#### WRITTEN INSTRUCTION
Format each of the entries below as a numbered list, omitting blank lines.

#### EXCERPTED DATA
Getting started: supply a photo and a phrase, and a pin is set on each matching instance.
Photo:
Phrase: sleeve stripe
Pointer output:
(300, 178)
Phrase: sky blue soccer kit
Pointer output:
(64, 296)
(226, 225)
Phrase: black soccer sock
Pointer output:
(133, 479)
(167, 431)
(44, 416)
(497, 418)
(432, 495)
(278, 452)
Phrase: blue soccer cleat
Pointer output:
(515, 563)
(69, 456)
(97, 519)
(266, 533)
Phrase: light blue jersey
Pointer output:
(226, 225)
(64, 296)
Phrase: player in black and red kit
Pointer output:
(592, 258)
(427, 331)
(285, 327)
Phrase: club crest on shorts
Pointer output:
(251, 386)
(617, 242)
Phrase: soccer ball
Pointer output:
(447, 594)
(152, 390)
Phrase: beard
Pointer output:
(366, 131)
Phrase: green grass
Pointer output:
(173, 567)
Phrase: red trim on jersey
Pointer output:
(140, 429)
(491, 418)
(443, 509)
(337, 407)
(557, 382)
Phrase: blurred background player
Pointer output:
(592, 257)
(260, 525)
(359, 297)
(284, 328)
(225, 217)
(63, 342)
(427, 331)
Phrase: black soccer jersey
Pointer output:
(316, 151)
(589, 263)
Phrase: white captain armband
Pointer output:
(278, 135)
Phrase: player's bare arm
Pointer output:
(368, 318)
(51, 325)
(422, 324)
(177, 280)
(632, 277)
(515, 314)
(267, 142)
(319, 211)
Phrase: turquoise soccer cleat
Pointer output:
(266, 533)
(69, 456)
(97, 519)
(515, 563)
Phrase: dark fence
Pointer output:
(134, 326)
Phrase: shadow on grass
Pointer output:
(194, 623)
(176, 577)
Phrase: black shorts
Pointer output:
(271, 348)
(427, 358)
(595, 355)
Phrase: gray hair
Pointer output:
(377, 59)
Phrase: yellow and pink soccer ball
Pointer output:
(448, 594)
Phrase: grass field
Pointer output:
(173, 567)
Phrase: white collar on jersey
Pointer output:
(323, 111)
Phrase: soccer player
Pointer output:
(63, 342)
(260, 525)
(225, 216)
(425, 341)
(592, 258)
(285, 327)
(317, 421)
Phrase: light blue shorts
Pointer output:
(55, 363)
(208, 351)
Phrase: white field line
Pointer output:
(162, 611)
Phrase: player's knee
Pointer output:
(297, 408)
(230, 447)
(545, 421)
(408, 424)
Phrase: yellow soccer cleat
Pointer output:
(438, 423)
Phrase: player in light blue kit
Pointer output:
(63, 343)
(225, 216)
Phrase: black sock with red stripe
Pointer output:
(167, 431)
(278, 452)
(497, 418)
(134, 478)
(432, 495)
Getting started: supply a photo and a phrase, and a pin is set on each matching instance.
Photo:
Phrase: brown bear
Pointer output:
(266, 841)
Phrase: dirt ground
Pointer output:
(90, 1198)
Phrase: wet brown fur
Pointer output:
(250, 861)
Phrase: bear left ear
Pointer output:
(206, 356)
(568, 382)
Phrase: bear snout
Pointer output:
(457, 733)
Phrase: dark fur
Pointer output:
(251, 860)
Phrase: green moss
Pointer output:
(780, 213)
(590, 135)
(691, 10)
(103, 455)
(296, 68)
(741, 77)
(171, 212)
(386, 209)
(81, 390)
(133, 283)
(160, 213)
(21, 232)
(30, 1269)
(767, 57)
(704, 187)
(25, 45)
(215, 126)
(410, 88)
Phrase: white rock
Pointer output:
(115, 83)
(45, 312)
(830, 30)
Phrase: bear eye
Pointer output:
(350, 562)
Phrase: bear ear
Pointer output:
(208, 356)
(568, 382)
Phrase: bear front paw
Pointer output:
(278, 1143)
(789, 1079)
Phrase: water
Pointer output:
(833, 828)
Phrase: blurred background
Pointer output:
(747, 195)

#### RESPONSE TO THE TASK
1. Getting started: supply a photo and a phrase, and a pin is set on each matching instance.
2. Photo:
3. Phrase: sleeve stripe
4. Pointer output:
5. (300, 178)
6. Phrase: sky blue soccer kit
7. Pointer output:
8. (64, 296)
9. (226, 225)
10. Phrase: black soccer sock
11. Pointer output:
12. (133, 479)
13. (167, 431)
14. (44, 416)
15. (497, 418)
16. (432, 495)
17. (278, 452)
18. Phrase: blue soccer cleat
19. Pointer output:
20. (515, 563)
21. (69, 456)
22. (97, 519)
23. (266, 533)
24. Phrase: light blue jersey
25. Pointer output:
26. (226, 225)
27. (64, 296)
28. Phrase: player in black and red kit
29. Pointer output:
30. (592, 258)
31. (427, 331)
32. (285, 327)
33. Phrase: club crest on shorts
34. Pointer output:
35. (251, 386)
36. (617, 242)
37. Phrase: soccer ball
38. Pointer output:
39. (447, 594)
40. (152, 390)
41. Phrase: beard
42. Pointer output:
43. (366, 131)
44. Phrase: green grass
45. Pointer output:
46. (173, 567)
47. Phrase: red trim on jersey
48. Pointer output:
49. (140, 429)
50. (491, 418)
51. (443, 509)
52. (337, 407)
53. (557, 382)
54. Phrase: blurred background player
55. Pointer output:
56. (592, 257)
57. (260, 525)
58. (359, 297)
59. (284, 328)
60. (225, 217)
61. (63, 342)
62. (427, 331)
63. Phrase: black soccer jersey
64. Pointer output:
65. (316, 151)
66. (589, 263)
67. Phrase: white captain armband
68. Pointer output:
69. (278, 135)
70. Phrase: player's bare arm
71. Pointer output:
72. (368, 318)
73. (51, 325)
74. (422, 324)
75. (177, 280)
76. (632, 277)
77. (515, 314)
78. (267, 142)
79. (319, 211)
80. Phrase: turquoise soccer cleat
81. Pointer output:
82. (266, 533)
83. (69, 456)
84. (97, 519)
85. (515, 563)
86. Phrase: dark fence
87. Pointer output:
88. (134, 326)
89. Phrase: shadow on grass
90. Pointer output:
91. (194, 623)
92. (176, 577)
93. Phrase: black shorts
94. Pointer output:
95. (271, 348)
96. (427, 358)
97. (595, 355)
98. Phrase: gray hair
99. Pointer output:
100. (377, 59)
101. Phrase: yellow and pink soccer ball
102. Pointer output:
103. (448, 594)
104. Phrase: grass field
105. Pointer output:
106. (173, 567)
107. Phrase: white collar on jersey
108. Pointer output:
109. (323, 111)
110. Phrase: soccer player
111. Pointer output:
112. (63, 342)
113. (260, 525)
114. (225, 216)
115. (425, 341)
116. (592, 258)
117. (285, 327)
118. (317, 421)
119. Phrase: light blue shorts
120. Pointer output:
121. (55, 363)
122. (208, 351)
123. Phrase: white field line
124. Pointer output:
125. (162, 611)
126. Phrase: player's knee
127. Pointer output:
128. (297, 408)
129. (230, 447)
130. (545, 421)
131. (408, 424)
132. Phrase: yellow soccer cleat
133. Pointer output:
134. (438, 423)
135. Phrase: player in light blue kit
136. Pointer output:
137. (63, 343)
138. (225, 216)
139. Phrase: black sock with red stripe
140. Pointer output:
141. (167, 431)
142. (278, 452)
143. (497, 418)
144. (134, 478)
145. (432, 495)
146. Getting started: supply a photo and a phrase, and a pin is set on each matching instance.
147. Photo:
148. Phrase: brown bear
149. Pointer output:
150. (266, 841)
151. Phrase: dirt ground
152. Pointer output:
153. (90, 1198)
154. Phrase: wet brown fur
155. Pointer output:
156. (250, 861)
157. Phrase: bear left ear
158. Pointer output:
159. (206, 356)
160. (568, 382)
161. Phrase: bear snout
162. Pointer output:
163. (457, 733)
164. Phrase: dark fur
165. Pointer output:
166. (251, 860)
167. Phrase: green moss
168. Pointer output:
169. (780, 213)
170. (590, 135)
171. (691, 10)
172. (103, 455)
173. (296, 68)
174. (741, 77)
175. (171, 212)
176. (386, 209)
177. (81, 390)
178. (133, 283)
179. (160, 213)
180. (21, 232)
181. (30, 1269)
182. (767, 57)
183. (704, 187)
184. (25, 45)
185. (215, 126)
186. (410, 88)
187. Phrase: white rock
188. Pointer output:
189. (115, 83)
190. (45, 312)
191. (830, 30)
192. Phrase: bear eye
193. Pointer output:
194. (350, 562)
195. Phrase: bear ear
196. Pointer output:
197. (208, 356)
198. (568, 382)
199. Phrase: bear front paw
200. Pointer output:
201. (278, 1143)
202. (789, 1079)
203. Phrase: water
204. Pointer output:
205. (833, 828)
206. Phrase: blurred background
207. Pointer output:
208. (747, 195)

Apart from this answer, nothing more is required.